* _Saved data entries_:
+++

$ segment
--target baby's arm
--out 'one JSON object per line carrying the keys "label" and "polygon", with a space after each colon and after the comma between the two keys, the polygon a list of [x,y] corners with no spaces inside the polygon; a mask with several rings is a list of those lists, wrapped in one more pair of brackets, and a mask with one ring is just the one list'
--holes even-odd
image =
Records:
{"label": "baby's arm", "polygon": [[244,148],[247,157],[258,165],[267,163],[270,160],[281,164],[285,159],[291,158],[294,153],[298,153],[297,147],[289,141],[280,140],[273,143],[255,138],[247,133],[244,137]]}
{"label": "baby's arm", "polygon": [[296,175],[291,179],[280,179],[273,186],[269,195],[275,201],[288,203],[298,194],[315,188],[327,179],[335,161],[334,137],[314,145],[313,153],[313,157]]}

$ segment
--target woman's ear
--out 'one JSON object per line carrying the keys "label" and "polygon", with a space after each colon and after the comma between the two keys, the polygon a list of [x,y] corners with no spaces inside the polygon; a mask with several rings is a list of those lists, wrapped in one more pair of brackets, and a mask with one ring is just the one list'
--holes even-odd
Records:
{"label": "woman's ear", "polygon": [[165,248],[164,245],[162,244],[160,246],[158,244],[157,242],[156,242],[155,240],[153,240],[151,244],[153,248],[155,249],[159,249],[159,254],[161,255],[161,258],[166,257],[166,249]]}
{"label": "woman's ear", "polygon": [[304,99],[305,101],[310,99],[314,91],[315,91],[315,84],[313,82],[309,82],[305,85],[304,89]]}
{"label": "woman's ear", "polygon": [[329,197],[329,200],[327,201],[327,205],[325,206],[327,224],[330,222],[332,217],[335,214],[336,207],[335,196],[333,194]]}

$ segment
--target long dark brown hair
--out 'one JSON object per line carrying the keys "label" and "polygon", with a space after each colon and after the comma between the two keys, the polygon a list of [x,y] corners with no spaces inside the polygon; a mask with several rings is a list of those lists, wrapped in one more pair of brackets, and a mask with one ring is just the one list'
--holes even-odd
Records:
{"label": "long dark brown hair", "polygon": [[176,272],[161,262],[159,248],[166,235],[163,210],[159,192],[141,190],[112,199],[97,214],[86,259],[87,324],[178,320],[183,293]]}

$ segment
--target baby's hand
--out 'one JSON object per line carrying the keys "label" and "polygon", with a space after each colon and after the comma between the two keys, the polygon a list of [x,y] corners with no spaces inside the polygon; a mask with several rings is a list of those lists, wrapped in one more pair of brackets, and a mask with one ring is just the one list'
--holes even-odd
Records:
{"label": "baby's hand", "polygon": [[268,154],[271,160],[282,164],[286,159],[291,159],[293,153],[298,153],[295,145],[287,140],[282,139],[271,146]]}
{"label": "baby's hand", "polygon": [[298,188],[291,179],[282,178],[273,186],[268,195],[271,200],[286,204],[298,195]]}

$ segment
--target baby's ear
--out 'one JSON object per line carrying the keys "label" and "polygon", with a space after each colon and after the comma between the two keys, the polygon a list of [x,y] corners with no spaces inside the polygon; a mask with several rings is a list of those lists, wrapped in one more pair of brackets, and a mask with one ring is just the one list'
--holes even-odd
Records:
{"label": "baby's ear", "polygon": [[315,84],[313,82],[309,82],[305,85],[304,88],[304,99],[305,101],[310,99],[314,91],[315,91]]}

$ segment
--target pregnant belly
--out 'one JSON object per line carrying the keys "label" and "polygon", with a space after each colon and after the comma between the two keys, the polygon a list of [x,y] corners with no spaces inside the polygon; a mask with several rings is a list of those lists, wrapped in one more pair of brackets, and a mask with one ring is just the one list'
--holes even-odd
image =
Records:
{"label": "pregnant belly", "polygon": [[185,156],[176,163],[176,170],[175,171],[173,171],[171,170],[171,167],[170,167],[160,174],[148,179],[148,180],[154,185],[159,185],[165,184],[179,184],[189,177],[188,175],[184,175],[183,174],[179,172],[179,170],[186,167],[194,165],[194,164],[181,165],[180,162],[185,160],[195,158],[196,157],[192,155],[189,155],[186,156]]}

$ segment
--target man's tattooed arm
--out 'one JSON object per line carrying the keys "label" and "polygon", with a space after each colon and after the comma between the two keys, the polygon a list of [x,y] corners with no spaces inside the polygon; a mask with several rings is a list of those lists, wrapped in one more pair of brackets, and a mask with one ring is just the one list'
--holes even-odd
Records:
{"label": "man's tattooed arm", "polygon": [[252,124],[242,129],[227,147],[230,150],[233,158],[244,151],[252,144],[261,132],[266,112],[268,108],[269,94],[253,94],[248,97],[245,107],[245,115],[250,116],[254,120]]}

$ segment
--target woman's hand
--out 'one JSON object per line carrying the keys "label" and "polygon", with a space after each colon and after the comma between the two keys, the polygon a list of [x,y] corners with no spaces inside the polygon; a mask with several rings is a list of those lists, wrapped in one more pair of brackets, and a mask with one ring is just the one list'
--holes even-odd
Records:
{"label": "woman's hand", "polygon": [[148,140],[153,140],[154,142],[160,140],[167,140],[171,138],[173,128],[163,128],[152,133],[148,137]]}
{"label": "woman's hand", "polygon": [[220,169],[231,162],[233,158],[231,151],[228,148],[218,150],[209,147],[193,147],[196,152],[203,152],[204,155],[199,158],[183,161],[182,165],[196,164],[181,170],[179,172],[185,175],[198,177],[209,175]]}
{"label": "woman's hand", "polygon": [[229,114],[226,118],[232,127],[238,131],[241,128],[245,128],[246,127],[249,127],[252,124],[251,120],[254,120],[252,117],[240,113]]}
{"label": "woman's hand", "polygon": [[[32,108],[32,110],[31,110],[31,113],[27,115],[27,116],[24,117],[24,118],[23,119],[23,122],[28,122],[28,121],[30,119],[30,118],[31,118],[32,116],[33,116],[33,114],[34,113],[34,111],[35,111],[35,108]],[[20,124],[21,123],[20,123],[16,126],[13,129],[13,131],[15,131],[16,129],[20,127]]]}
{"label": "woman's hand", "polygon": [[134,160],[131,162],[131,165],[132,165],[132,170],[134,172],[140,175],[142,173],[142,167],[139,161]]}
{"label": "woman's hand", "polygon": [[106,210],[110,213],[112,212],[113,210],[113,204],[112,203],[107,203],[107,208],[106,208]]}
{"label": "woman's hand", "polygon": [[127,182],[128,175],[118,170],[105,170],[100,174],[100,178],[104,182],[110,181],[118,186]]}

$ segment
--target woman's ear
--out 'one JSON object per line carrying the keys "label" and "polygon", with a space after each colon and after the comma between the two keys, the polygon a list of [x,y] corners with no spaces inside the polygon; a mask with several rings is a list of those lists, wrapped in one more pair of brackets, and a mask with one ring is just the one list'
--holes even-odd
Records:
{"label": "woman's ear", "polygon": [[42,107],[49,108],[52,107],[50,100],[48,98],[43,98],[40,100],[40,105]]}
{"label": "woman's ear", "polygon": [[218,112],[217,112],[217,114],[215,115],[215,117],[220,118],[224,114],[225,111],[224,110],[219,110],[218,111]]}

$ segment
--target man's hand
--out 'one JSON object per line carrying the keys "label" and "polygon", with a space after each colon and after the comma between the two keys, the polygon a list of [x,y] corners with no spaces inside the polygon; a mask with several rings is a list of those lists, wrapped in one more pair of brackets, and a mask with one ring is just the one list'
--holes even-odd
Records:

+++

* _WRITTEN REQUEST_: Write out the entries above word for word.

* _SOLUTION FOR THIS EXERCISE_:
$ segment
--target baby's arm
--out 'one JSON object per line carrying the keys "label" and "polygon", with a space after each colon and after the comma between the two keys, the polygon a list of [x,y] corners with no spaces inside the polygon; a mask with several rings is a list of those lists, wrapped in one more pair of brackets, and a mask with one ring is just the one list'
--holes even-odd
image =
Records:
{"label": "baby's arm", "polygon": [[244,148],[247,157],[258,165],[267,163],[270,160],[281,164],[285,159],[291,158],[294,153],[298,153],[297,147],[289,141],[280,140],[273,143],[255,138],[247,133],[244,137]]}
{"label": "baby's arm", "polygon": [[296,175],[291,179],[280,179],[273,186],[269,195],[275,201],[288,203],[298,194],[315,188],[327,179],[335,161],[334,137],[314,145],[313,153],[313,157]]}

$ segment
--target woman's ear
--out 'one JSON object per line carrying the keys "label" and "polygon", with a space after each colon and after the comma between the two keys, the polygon a list of [x,y] corners with no spaces inside the polygon; a mask with several rings is a list of those lists, wrapped in one more pair of brackets, and a mask with one ring is just the one list'
--holes even-odd
Records:
{"label": "woman's ear", "polygon": [[165,248],[164,245],[162,244],[160,246],[158,244],[157,242],[156,242],[155,240],[153,240],[151,244],[153,248],[155,249],[159,249],[159,254],[161,255],[161,258],[166,257],[166,249]]}
{"label": "woman's ear", "polygon": [[304,99],[305,101],[310,99],[314,91],[315,91],[315,84],[313,82],[309,82],[305,85],[304,89]]}
{"label": "woman's ear", "polygon": [[329,197],[329,200],[327,201],[327,205],[325,206],[327,224],[330,222],[332,217],[335,214],[336,207],[335,196],[333,194]]}

$ segment
--target long dark brown hair
--out 'one JSON object per line carrying the keys "label" and "polygon", with a space after each colon and after the comma between the two keys, the polygon a list of [x,y] corners with no spaces inside the polygon; a mask with several rings is a list of those lists, wrapped in one more pair of brackets, and a mask with one ring is just the one list'
--holes even-odd
Records:
{"label": "long dark brown hair", "polygon": [[176,272],[161,262],[159,248],[166,235],[163,210],[159,192],[141,190],[112,199],[97,214],[86,259],[87,324],[178,320],[183,293]]}

$ segment
--target baby's hand
--out 'one JSON object per line carrying the keys "label" and "polygon", with a space after each colon and after the comma between the two keys, the polygon a list of [x,y] corners with no spaces inside the polygon; a mask with several rings is a list of those lists, wrapped in one more pair of brackets, and a mask with one ring is just the one list'
--holes even-odd
Records:
{"label": "baby's hand", "polygon": [[268,154],[271,160],[282,164],[286,159],[291,159],[293,153],[298,153],[295,145],[287,140],[282,139],[271,146]]}
{"label": "baby's hand", "polygon": [[298,188],[291,179],[282,178],[273,186],[268,195],[271,200],[286,204],[298,195]]}

$ segment
--target baby's ear
--out 'one JSON object per line carrying the keys "label" and "polygon", with a space after each colon and after the comma between the two keys, the polygon a list of [x,y] corners with no spaces inside the polygon; a mask with several rings is a list of those lists, wrapped in one more pair of brackets, and a mask with one ring is just the one list'
--holes even-odd
Records:
{"label": "baby's ear", "polygon": [[315,84],[313,82],[309,82],[305,85],[304,88],[304,99],[305,101],[310,99],[314,91],[315,91]]}

$ segment
--target pregnant belly
--out 'one JSON object per line carrying the keys "label" and "polygon", with a space after each colon and after the comma between the two keys, the polygon a list of [x,y] corners with no spaces inside the polygon; a mask with several rings is a list of those lists, wrapped in one more pair of brackets, and a mask with one ring is just the one list'
--holes even-odd
image =
Records:
{"label": "pregnant belly", "polygon": [[185,156],[176,163],[176,170],[175,171],[173,171],[171,170],[171,167],[170,167],[160,174],[148,179],[148,180],[154,185],[159,185],[165,184],[179,184],[189,177],[188,175],[184,175],[183,174],[179,172],[179,170],[186,167],[194,165],[194,164],[181,165],[180,162],[185,160],[195,158],[196,157],[192,155],[189,155],[186,156]]}

$ segment
--target man's tattooed arm
--out 'one JSON object per line carrying the keys "label" and "polygon", with a space after each colon and after the comma between the two keys, the polygon a list of [x,y] corners with no spaces inside the polygon; a mask with several rings is a list of those lists, wrapped in one more pair of brackets, and a mask with one ring is just the one list'
--holes even-odd
Records:
{"label": "man's tattooed arm", "polygon": [[252,124],[242,129],[227,147],[230,150],[233,158],[244,151],[252,144],[261,132],[266,112],[268,108],[269,94],[253,94],[248,97],[245,107],[245,115],[250,116],[254,120]]}

$ segment
--target woman's hand
--out 'one JSON object per line carrying the keys "label" and "polygon", with a space after each colon and after the comma between the two keys, the polygon a list of [x,y] corners with no spaces inside the polygon; a mask with several rings is a list of those lists, wrapped in one more pair of brackets, and a mask with one ring is just the one list'
--holes even-odd
Records:
{"label": "woman's hand", "polygon": [[148,140],[153,140],[154,142],[160,140],[167,140],[171,138],[173,128],[163,128],[152,133],[148,137]]}
{"label": "woman's hand", "polygon": [[220,169],[231,162],[233,158],[231,151],[228,148],[218,150],[209,147],[193,147],[196,152],[203,152],[204,155],[199,158],[183,161],[182,165],[196,164],[181,170],[179,172],[185,175],[198,177],[209,175]]}
{"label": "woman's hand", "polygon": [[229,114],[226,118],[232,127],[238,131],[241,128],[245,128],[246,127],[249,127],[252,124],[251,120],[254,120],[252,117],[240,113]]}
{"label": "woman's hand", "polygon": [[[32,108],[32,110],[31,110],[31,113],[27,115],[27,116],[24,117],[24,118],[23,119],[23,122],[28,122],[28,121],[30,119],[30,118],[31,118],[32,116],[33,116],[33,114],[34,113],[34,111],[35,111],[35,108]],[[20,124],[21,123],[20,123],[16,126],[13,129],[13,131],[15,131],[16,129],[20,127]]]}
{"label": "woman's hand", "polygon": [[134,160],[131,162],[131,165],[132,165],[132,170],[134,172],[140,175],[142,173],[142,167],[139,161]]}
{"label": "woman's hand", "polygon": [[106,210],[110,213],[112,212],[113,210],[113,204],[112,203],[107,203],[107,208],[106,208]]}
{"label": "woman's hand", "polygon": [[127,182],[128,175],[118,170],[105,170],[100,174],[100,178],[104,182],[110,181],[118,186]]}

$ segment
--target woman's ear
--out 'one JSON object per line carrying the keys "label" and "polygon", with a space after each colon and after the comma between the two keys, the polygon a list of [x,y] corners with no spaces inside the polygon; a mask with several rings is a list of those lists, wrapped in one more pair of brackets, and a mask with one ring is just the one list'
--holes even-odd
Records:
{"label": "woman's ear", "polygon": [[42,107],[49,108],[52,107],[50,100],[48,98],[43,98],[40,100],[40,105]]}
{"label": "woman's ear", "polygon": [[218,112],[217,112],[217,114],[215,115],[215,117],[220,118],[224,114],[225,111],[224,110],[219,110],[218,111]]}

$ segment
--target man's hand
--out 'one JSON object per line carrying the keys "label" and "polygon", with a space after each colon and after the comma between the two keys, the polygon a list of [x,y] corners with no spaces inside the polygon; a mask with several rings is a list of those lists, wrapped in one more pair of brackets, and a mask with one ring is just the one list'
--holes even-odd
Records:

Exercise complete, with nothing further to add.